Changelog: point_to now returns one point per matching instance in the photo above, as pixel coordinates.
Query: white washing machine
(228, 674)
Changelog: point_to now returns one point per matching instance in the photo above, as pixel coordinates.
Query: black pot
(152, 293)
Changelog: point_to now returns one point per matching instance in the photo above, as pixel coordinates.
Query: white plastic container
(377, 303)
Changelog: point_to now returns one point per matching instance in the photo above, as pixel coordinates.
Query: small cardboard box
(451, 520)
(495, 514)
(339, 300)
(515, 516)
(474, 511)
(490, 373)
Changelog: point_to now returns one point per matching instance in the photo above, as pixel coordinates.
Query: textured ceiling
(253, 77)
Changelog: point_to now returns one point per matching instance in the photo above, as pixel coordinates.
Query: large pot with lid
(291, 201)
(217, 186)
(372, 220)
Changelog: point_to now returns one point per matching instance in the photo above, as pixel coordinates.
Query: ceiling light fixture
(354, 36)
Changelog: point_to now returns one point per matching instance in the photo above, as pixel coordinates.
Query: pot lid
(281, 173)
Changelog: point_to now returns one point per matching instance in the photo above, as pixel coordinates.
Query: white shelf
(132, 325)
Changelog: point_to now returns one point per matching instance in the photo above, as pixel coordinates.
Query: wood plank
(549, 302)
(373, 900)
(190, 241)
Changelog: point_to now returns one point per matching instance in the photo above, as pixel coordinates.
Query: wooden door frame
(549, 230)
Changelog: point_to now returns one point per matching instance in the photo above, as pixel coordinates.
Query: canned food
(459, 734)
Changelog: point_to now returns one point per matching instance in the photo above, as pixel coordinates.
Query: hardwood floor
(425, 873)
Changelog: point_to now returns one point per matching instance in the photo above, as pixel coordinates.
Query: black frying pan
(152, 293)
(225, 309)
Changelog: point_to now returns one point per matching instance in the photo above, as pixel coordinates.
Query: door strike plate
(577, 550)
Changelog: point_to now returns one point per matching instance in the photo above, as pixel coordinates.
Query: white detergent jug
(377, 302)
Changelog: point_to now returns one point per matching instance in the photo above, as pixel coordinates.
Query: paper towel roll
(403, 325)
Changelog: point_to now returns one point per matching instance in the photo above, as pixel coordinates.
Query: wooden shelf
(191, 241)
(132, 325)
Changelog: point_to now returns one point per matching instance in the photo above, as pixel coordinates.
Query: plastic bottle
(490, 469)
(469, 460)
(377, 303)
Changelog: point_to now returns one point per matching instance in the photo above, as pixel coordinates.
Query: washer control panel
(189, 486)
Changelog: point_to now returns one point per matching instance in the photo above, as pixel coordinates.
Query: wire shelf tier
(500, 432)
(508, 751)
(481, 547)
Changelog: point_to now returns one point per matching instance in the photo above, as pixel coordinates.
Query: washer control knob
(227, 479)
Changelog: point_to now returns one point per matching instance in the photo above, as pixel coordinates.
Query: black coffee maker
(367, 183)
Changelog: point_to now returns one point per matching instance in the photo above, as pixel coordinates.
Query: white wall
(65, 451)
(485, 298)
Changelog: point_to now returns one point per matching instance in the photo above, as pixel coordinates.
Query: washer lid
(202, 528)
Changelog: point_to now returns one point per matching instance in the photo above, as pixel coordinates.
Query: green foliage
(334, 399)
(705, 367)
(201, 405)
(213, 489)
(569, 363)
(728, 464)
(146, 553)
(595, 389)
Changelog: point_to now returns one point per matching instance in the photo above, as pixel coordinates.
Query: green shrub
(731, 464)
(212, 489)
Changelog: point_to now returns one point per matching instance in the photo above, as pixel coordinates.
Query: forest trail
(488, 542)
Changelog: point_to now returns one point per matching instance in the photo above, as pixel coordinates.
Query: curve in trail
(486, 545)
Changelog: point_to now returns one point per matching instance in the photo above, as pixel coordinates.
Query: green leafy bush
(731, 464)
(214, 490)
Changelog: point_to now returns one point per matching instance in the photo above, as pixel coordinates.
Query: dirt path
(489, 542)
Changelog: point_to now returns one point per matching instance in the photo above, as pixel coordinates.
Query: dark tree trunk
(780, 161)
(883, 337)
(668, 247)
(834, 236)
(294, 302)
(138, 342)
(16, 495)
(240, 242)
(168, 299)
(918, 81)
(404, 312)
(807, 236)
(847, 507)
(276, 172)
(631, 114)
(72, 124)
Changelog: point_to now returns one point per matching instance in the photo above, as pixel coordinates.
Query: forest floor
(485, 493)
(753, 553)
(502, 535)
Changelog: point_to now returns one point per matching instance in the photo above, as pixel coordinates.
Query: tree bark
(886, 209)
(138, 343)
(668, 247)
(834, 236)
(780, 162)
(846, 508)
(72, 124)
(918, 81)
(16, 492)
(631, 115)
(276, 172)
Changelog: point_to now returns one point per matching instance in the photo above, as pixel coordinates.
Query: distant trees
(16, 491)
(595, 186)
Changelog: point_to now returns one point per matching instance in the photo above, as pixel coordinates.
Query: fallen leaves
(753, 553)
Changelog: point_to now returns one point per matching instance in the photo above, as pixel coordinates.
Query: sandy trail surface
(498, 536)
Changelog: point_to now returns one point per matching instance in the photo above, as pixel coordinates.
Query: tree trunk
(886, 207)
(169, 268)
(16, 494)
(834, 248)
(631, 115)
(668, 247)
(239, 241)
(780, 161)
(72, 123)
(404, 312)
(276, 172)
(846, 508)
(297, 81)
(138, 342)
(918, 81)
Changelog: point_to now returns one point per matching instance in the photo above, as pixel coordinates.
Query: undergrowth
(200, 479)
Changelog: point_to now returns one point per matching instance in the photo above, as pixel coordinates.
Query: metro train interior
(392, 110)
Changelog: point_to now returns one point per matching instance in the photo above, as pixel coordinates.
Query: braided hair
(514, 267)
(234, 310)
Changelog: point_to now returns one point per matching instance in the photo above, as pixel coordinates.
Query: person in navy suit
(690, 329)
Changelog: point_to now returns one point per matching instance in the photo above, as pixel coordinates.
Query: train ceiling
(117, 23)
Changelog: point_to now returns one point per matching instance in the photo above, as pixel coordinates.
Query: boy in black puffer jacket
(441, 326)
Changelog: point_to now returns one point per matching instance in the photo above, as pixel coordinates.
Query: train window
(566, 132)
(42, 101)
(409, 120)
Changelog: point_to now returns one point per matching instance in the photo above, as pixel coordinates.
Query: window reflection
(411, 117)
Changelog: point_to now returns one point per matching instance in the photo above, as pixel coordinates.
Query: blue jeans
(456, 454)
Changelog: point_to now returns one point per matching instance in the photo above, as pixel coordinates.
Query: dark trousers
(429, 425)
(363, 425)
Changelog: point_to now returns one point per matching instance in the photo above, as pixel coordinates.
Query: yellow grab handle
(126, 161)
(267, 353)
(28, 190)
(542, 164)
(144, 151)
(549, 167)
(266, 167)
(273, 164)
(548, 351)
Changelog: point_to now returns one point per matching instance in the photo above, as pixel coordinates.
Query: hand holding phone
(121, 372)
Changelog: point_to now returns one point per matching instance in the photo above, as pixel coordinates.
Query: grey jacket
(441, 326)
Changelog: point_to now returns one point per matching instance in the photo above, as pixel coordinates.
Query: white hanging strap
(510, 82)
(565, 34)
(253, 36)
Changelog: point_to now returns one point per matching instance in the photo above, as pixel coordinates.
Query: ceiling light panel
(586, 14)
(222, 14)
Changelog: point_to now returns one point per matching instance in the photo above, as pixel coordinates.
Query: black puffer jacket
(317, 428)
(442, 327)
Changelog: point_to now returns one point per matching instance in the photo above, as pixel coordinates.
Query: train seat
---
Print all of the entries exactly as they are written.

Changelog: point_to now returns one point per matching instance in the photo above, as pixel coordinates.
Query: white washing machine
(228, 674)
Changelog: point_to now returns one point per matching instance in the photo above, as pixel coordinates.
Query: black pot
(152, 293)
Changelog: point_to now returns one point per matching instance in the photo above, as pixel coordinates.
Query: white plastic container
(377, 303)
Changelog: point_to now returns one point per matching instance in the photo above, as pixel coordinates.
Query: small cardboard box
(451, 520)
(495, 514)
(339, 300)
(515, 516)
(474, 511)
(490, 373)
Changelog: point_to now returns one point per matching instance in the photo above, as pixel coordinates.
Query: textured ceiling
(253, 77)
Changelog: point_to now returns one point per matching instance in the photo above, as pixel coordinates.
Query: large pot with lid
(291, 201)
(217, 186)
(372, 220)
Changelog: point_to now returns one point per matching instance in the photo above, as pixel coordinates.
Query: ceiling light fixture
(354, 36)
Changelog: point_to now returns one point per matching instance in the photo above, as pixel coordinates.
Query: pot lid
(281, 173)
Changelog: point_to now returns one point per matching instance in the photo above, as pixel coordinates.
Query: white shelf
(132, 325)
Changelog: point_to now returns one point per matching instance in the photo above, as pixel coordinates.
Query: wood plank
(549, 302)
(373, 900)
(190, 241)
Changelog: point_to now returns one point per matching instance in the photo above, as pixel coordinates.
Query: wooden door frame
(549, 230)
Changelog: point_to now returns one point per matching instance in the photo above, as pixel coordinates.
Query: canned food
(459, 734)
Changelog: point_to now returns one point per matching instance in the photo above, as pixel coordinates.
Query: hardwood floor
(425, 873)
Changelog: point_to now returns one point per matching instance in the photo above, as pixel coordinates.
Query: black frying pan
(152, 293)
(225, 309)
Changelog: point_to now returns one point per matching instance in the photo above, as pixel coordinates.
Query: door strike plate
(577, 550)
Changelog: point_to now returns one point per matching instance in the photo above, as pixel coordinates.
Query: white detergent jug
(377, 302)
Changelog: point_to now returns one point per matching instance in the photo above, as pixel coordinates.
Query: paper towel roll
(403, 325)
Changelog: point_to now returns one point per matching instance in the photo above, as pixel coordinates.
Query: wooden shelf
(191, 241)
(132, 325)
Changelog: point_to now returns one point per matching instance in the photo above, as pixel coordinates.
Query: plastic bottle
(490, 469)
(469, 460)
(377, 303)
Changelog: point_to now returns one point per matching instance in the photo above, as pixel coordinates.
Query: washer control panel
(189, 486)
Changelog: point_to now returns one point per matching instance in the photo above, as pixel coordinates.
Query: wire shelf tier
(500, 432)
(508, 751)
(481, 547)
Changelog: point_to now returns one point per matching instance in the photo above, as pixel coordinates.
Query: washer control knob
(227, 479)
Changelog: point_to now returns one point per matching instance in the photo above, as pixel coordinates.
Query: black coffee maker
(367, 183)
Changelog: point_to now returns one point per matching instance in the photo above, as pixel coordinates.
Query: white wall
(65, 451)
(485, 298)
Changelog: point_to now returns one point per matching instance in the photo above, as pixel coordinates.
Query: washer lid
(202, 528)
Changelog: point_to now returns one point per matching instance in the photo above, as pixel coordinates.
Query: green foliage
(334, 399)
(705, 367)
(201, 405)
(213, 489)
(569, 363)
(728, 464)
(146, 553)
(595, 389)
Changelog: point_to now returns one point per matching instance in the photo above, as pixel coordinates.
Query: green shrub
(731, 464)
(212, 489)
Changelog: point_to now returns one point per matching instance in the photo above, as pixel coordinates.
Query: forest trail
(488, 542)
Changelog: point_to now returns one point per matching instance in the photo above, as pixel coordinates.
Query: curve in trail
(486, 545)
Changelog: point_to now returns one point per matching instance in the photo above, as pixel coordinates.
Query: green leafy bush
(731, 464)
(214, 490)
Changelog: point_to now returns one point per matching instance in the photo above, as pixel coordinates.
Query: dirt path
(489, 542)
Changelog: point_to now returns one point per matching instance in the photo above, as pixel coordinates.
Query: dark tree trunk
(780, 161)
(883, 337)
(668, 247)
(834, 236)
(294, 302)
(138, 342)
(16, 495)
(240, 242)
(168, 299)
(918, 81)
(404, 312)
(807, 236)
(847, 507)
(276, 172)
(631, 114)
(72, 124)
Changelog: point_to now returns one point per matching instance in the photo above, as pixel coordinates.
Query: forest floor
(485, 493)
(753, 553)
(502, 535)
Changelog: point_to now returns one point per matching instance in the photo above, as pixel coordinates.
Query: tree bark
(886, 209)
(138, 343)
(668, 247)
(834, 236)
(780, 162)
(846, 508)
(72, 124)
(918, 81)
(16, 492)
(631, 115)
(276, 172)
Changelog: point_to now returns one point per matching instance in the photo above, as pixel coordinates.
Query: distant trees
(16, 491)
(595, 186)
Changelog: point_to now returns one point per matching instance in the photo above, as pixel coordinates.
Query: fallen leaves
(753, 553)
Changelog: point_to now returns one point per matching instance in the photo above, as pixel coordinates.
Query: sandy trail surface
(498, 536)
Changelog: point_to now returns one point per matching instance in the photo above, as pixel coordinates.
Query: tree trunk
(886, 207)
(169, 268)
(16, 494)
(834, 248)
(631, 115)
(668, 247)
(239, 241)
(780, 161)
(72, 123)
(404, 312)
(276, 172)
(846, 508)
(297, 81)
(138, 342)
(918, 81)
Changelog: point_to now returns one point per matching instance in the photo above, as pixel coordinates.
Query: undergrowth
(200, 479)
Changelog: point_to now returns one point per matching instance in the photo above, as pixel coordinates.
Query: metro train interior
(392, 110)
Changelog: point_to now returns one point per matching instance in the photo above, as pixel coordinates.
Query: braided hair
(514, 267)
(234, 310)
Changelog: point_to now returns one point per matching instance in the photo above, as pixel coordinates.
Query: person in navy suit
(690, 329)
Changelog: point_to now returns one point per matching instance in the photo above, as pixel coordinates.
Query: train ceiling
(117, 23)
Changelog: point_to now returns one point per matching instance in the photo above, as pixel coordinates.
Query: boy in black puffer jacket
(441, 326)
Changelog: point_to now returns one point per matching instance in the photo above, as pixel coordinates.
Query: train window
(566, 132)
(42, 101)
(409, 120)
Changelog: point_to now returns one point per matching instance in the photo above, as pixel coordinates.
Query: window reflection
(411, 117)
Changelog: point_to now returns one point per matching instance in the photo above, as pixel coordinates.
Query: blue jeans
(456, 454)
Changelog: point_to now returns one point per matching instance in the photo above, as pixel coordinates.
Query: dark trousers
(429, 425)
(363, 425)
Changelog: point_to now returns one point per matching instance in the photo above, as pixel coordinates.
Query: yellow grab handle
(126, 161)
(267, 353)
(28, 190)
(542, 164)
(144, 151)
(549, 167)
(266, 167)
(273, 164)
(548, 351)
Changelog: point_to now returns one point per matching instance in the photo above, as pixel coordinates.
Query: hand holding phone
(121, 372)
Changelog: point_to now returns one point per matching instance in the photo above, as pixel coordinates.
Query: grey jacket
(441, 326)
Changelog: point_to now returns one point per matching instance in the photo above, as pixel coordinates.
Query: white hanging strap
(510, 82)
(565, 34)
(253, 36)
Changelog: point_to now returns one point per matching instance in the photo above, as pixel coordinates.
Query: ceiling light panel
(586, 14)
(222, 14)
Changelog: point_to now returns one point per matching instance in the photo above, as pixel coordinates.
Query: black puffer jacket
(317, 428)
(442, 327)
Changelog: point_to now returns one point per matching instance in the photo above, as pixel coordinates.
Query: train seat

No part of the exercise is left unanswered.